- [Exercise] Output the records that follow, with every character intact.

*** Data records

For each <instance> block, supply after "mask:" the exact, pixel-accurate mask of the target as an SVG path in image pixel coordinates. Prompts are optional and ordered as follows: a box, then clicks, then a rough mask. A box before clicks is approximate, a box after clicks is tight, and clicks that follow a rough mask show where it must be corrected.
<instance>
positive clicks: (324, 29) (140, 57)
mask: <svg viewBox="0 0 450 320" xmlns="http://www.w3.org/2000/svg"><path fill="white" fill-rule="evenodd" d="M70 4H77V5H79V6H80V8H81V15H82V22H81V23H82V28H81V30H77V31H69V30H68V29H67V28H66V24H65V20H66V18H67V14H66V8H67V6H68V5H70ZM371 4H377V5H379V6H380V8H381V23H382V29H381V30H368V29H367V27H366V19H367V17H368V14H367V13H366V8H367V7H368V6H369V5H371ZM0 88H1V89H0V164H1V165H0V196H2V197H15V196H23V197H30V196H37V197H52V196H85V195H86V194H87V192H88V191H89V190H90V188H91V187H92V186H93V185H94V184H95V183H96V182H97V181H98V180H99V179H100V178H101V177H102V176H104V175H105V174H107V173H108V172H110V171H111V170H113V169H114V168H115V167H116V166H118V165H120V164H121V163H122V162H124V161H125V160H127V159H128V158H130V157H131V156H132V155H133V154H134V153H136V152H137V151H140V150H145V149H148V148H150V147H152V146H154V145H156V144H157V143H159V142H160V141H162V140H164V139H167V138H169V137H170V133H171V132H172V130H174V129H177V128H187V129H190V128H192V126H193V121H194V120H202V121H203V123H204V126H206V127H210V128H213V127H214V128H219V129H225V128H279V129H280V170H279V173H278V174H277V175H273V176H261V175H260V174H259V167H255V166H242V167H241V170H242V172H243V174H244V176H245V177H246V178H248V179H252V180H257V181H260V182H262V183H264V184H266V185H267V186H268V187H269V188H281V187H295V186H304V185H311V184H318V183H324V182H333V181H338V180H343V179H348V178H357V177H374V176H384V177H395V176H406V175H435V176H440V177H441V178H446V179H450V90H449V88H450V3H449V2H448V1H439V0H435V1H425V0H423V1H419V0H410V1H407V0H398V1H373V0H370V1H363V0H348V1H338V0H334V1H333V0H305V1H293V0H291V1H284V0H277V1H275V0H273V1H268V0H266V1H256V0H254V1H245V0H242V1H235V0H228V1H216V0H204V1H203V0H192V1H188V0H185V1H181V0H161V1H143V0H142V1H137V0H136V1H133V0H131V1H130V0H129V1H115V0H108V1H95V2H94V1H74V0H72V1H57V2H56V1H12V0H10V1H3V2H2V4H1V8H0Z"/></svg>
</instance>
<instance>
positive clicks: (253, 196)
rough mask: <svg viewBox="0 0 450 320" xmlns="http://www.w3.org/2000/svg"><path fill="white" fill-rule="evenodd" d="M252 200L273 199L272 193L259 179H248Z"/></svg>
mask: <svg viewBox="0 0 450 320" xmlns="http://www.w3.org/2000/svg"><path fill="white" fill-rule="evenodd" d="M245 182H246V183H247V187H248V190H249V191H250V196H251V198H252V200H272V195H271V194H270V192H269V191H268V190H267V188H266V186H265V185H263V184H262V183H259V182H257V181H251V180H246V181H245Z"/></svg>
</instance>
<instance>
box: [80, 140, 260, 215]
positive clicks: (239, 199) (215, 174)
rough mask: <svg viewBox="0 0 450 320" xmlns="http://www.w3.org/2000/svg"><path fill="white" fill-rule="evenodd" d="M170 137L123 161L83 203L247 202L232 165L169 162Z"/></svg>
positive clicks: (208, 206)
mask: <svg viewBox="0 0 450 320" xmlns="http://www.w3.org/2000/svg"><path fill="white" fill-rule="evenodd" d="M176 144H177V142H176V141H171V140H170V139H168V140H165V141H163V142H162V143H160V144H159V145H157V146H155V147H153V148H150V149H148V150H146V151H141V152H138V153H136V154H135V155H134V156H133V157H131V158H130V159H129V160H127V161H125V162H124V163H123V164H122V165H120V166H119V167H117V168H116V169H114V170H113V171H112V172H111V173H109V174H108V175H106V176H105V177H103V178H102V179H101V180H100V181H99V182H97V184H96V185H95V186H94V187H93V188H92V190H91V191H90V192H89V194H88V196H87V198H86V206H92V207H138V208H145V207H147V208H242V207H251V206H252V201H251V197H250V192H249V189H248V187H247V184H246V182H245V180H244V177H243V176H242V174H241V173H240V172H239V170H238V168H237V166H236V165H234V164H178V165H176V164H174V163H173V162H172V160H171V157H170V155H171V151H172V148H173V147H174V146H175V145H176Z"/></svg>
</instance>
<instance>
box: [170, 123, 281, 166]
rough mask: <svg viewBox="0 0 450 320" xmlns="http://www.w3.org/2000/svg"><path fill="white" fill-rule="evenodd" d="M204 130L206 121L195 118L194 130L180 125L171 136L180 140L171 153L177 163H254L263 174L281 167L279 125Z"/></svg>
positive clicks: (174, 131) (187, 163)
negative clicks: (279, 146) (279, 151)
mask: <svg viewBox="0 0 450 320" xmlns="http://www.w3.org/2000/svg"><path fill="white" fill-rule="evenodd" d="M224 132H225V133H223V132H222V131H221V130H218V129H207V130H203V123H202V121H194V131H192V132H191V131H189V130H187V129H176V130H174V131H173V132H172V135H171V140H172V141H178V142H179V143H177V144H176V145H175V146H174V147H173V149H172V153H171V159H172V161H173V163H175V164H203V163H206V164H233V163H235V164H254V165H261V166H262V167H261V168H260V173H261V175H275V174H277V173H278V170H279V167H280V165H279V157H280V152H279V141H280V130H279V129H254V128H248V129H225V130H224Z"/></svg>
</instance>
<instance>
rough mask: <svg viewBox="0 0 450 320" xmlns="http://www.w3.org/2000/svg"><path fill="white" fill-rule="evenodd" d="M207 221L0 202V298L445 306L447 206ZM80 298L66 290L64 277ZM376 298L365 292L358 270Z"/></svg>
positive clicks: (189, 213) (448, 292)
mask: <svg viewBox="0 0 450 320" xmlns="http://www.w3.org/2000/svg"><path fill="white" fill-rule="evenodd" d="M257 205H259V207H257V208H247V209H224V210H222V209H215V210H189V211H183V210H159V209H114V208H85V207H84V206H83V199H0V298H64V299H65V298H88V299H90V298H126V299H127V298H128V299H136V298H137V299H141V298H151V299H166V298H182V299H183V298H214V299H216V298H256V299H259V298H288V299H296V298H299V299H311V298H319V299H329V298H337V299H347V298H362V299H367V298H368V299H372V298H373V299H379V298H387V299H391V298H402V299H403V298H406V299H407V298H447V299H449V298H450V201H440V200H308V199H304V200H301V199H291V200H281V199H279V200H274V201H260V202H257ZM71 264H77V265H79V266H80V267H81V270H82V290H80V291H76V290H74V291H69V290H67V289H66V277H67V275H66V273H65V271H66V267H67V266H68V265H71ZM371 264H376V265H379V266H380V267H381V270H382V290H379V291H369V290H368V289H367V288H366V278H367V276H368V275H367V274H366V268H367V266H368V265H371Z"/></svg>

******

- [Finished exercise]
For each <instance> block, supply after "mask:" the exact, pixel-accurate mask of the target as an SVG path in image pixel coordinates. Prompts are optional and ordered as follows: a box, then clicks, then a rough mask. A box before clicks is approximate, a box after clicks is tight, and clicks that follow a rough mask show where it must be corrected.
<instance>
positive clicks: (324, 29) (140, 57)
mask: <svg viewBox="0 0 450 320" xmlns="http://www.w3.org/2000/svg"><path fill="white" fill-rule="evenodd" d="M70 4H77V5H79V6H80V8H81V15H82V22H81V23H82V28H81V30H77V31H69V30H68V29H67V28H66V24H65V20H66V18H67V14H66V8H67V6H68V5H70ZM371 4H377V5H379V6H380V8H381V23H382V29H381V30H368V29H367V27H366V19H367V17H368V14H367V13H366V8H367V7H368V6H369V5H371ZM0 88H1V89H0V164H1V165H0V196H2V197H15V196H23V197H30V196H37V197H52V196H85V195H86V194H87V192H88V191H89V190H90V188H91V187H92V186H93V185H94V184H95V183H96V182H97V181H98V180H99V179H100V178H101V177H102V176H104V175H105V174H107V173H108V172H110V171H111V170H113V169H114V168H115V167H116V166H118V165H120V164H121V163H122V162H124V161H125V160H127V159H128V158H130V157H131V156H132V155H133V154H134V153H136V152H137V151H140V150H145V149H148V148H150V147H152V146H154V145H156V144H157V143H159V142H160V141H162V140H164V139H167V138H169V137H170V133H171V132H172V130H174V129H177V128H187V129H190V128H192V126H193V121H194V120H202V121H203V123H204V126H206V127H210V128H213V127H214V128H219V129H225V128H279V129H280V170H279V173H278V174H277V175H273V176H261V175H260V174H259V167H255V166H242V167H241V170H242V172H243V174H244V176H245V177H246V178H248V179H252V180H257V181H260V182H262V183H264V184H266V185H267V186H268V187H269V188H281V187H295V186H304V185H311V184H318V183H324V182H333V181H338V180H343V179H348V178H357V177H374V176H384V177H395V176H406V175H435V176H440V177H441V178H446V179H450V90H449V88H450V3H449V2H448V1H439V0H435V1H425V0H423V1H419V0H410V1H407V0H398V1H373V0H370V1H363V0H348V1H338V0H334V1H333V0H305V1H293V0H291V1H284V0H277V1H275V0H273V1H268V0H266V1H256V0H254V1H245V0H242V1H235V0H228V1H216V0H204V1H203V0H192V1H188V0H185V1H181V0H161V1H143V0H142V1H137V0H136V1H133V0H131V1H130V0H129V1H115V0H108V1H95V2H94V1H74V0H72V1H57V2H56V1H12V0H10V1H3V2H2V4H1V8H0Z"/></svg>
</instance>
<instance>
positive clicks: (253, 196)
rough mask: <svg viewBox="0 0 450 320" xmlns="http://www.w3.org/2000/svg"><path fill="white" fill-rule="evenodd" d="M252 200L273 199L272 193L259 179H248Z"/></svg>
mask: <svg viewBox="0 0 450 320" xmlns="http://www.w3.org/2000/svg"><path fill="white" fill-rule="evenodd" d="M245 182H246V183H247V187H248V190H249V191H250V196H251V198H252V200H272V195H271V194H270V192H269V191H268V190H267V188H266V186H265V185H263V184H262V183H259V182H257V181H251V180H246V181H245Z"/></svg>
</instance>
<instance>
box: [80, 140, 260, 215]
positive clicks: (239, 199) (215, 174)
rough mask: <svg viewBox="0 0 450 320" xmlns="http://www.w3.org/2000/svg"><path fill="white" fill-rule="evenodd" d="M170 137L123 161L83 203L247 202L232 165L169 162Z"/></svg>
positive clicks: (208, 206)
mask: <svg viewBox="0 0 450 320" xmlns="http://www.w3.org/2000/svg"><path fill="white" fill-rule="evenodd" d="M176 144H177V142H176V141H171V140H170V139H168V140H165V141H163V142H162V143H160V144H159V145H157V146H155V147H153V148H150V149H148V150H146V151H141V152H138V153H136V154H135V155H134V156H133V157H131V158H130V159H129V160H127V161H125V162H124V163H123V164H122V165H120V166H119V167H117V168H116V169H114V170H113V171H112V172H111V173H109V174H108V175H106V176H105V177H103V178H102V179H101V180H100V181H99V182H97V184H96V185H95V186H94V187H93V188H92V190H91V191H90V192H89V194H88V196H87V198H86V206H92V207H138V208H145V207H147V208H242V207H251V206H252V201H251V197H250V192H249V189H248V187H247V184H246V182H245V180H244V177H243V176H242V174H241V173H240V172H239V170H238V168H237V166H236V165H234V164H178V165H176V164H174V163H173V162H172V160H171V157H170V155H171V151H172V148H173V147H174V146H175V145H176Z"/></svg>
</instance>
<instance>
box: [170, 123, 281, 166]
rough mask: <svg viewBox="0 0 450 320" xmlns="http://www.w3.org/2000/svg"><path fill="white" fill-rule="evenodd" d="M204 130L206 121L195 118L194 130L180 125L171 136L180 140L171 153L177 163H254L263 174L281 167L279 125Z"/></svg>
positive clicks: (174, 131) (187, 163)
negative clicks: (279, 146) (279, 151)
mask: <svg viewBox="0 0 450 320" xmlns="http://www.w3.org/2000/svg"><path fill="white" fill-rule="evenodd" d="M224 132H225V133H223V132H222V131H221V130H218V129H207V130H203V123H202V121H194V131H192V132H191V131H189V130H187V129H176V130H174V131H173V132H172V135H171V140H172V141H178V142H179V143H177V144H176V145H175V146H174V147H173V149H172V153H171V159H172V161H173V163H175V164H203V163H206V164H233V163H235V164H254V165H261V166H262V167H261V168H260V173H261V175H275V174H277V173H278V170H279V167H280V165H279V157H280V152H279V141H280V130H279V129H254V128H248V129H225V130H224Z"/></svg>
</instance>
<instance>
rough mask: <svg viewBox="0 0 450 320" xmlns="http://www.w3.org/2000/svg"><path fill="white" fill-rule="evenodd" d="M207 221L0 202V298L445 306L447 206ZM80 298L66 290L64 277ZM376 298L365 292L358 270Z"/></svg>
positive clicks: (189, 213) (448, 292)
mask: <svg viewBox="0 0 450 320" xmlns="http://www.w3.org/2000/svg"><path fill="white" fill-rule="evenodd" d="M257 205H259V207H257V208H247V209H224V210H222V209H215V210H189V211H183V210H159V209H114V208H85V207H84V206H83V199H0V298H64V299H65V298H88V299H90V298H126V299H127V298H128V299H136V298H137V299H141V298H151V299H166V298H182V299H183V298H214V299H216V298H256V299H259V298H288V299H296V298H299V299H311V298H319V299H329V298H337V299H347V298H362V299H367V298H368V299H372V298H373V299H379V298H387V299H391V298H402V299H403V298H406V299H407V298H447V299H449V298H450V201H440V200H308V199H304V200H301V199H291V200H281V199H279V200H274V201H260V202H257ZM71 264H77V265H79V266H80V267H81V270H82V290H80V291H76V290H74V291H69V290H67V289H66V277H67V275H66V273H65V271H66V267H67V266H68V265H71ZM371 264H376V265H379V266H380V267H381V270H382V290H379V291H369V290H368V289H367V288H366V278H367V276H368V275H367V274H366V268H367V266H368V265H371Z"/></svg>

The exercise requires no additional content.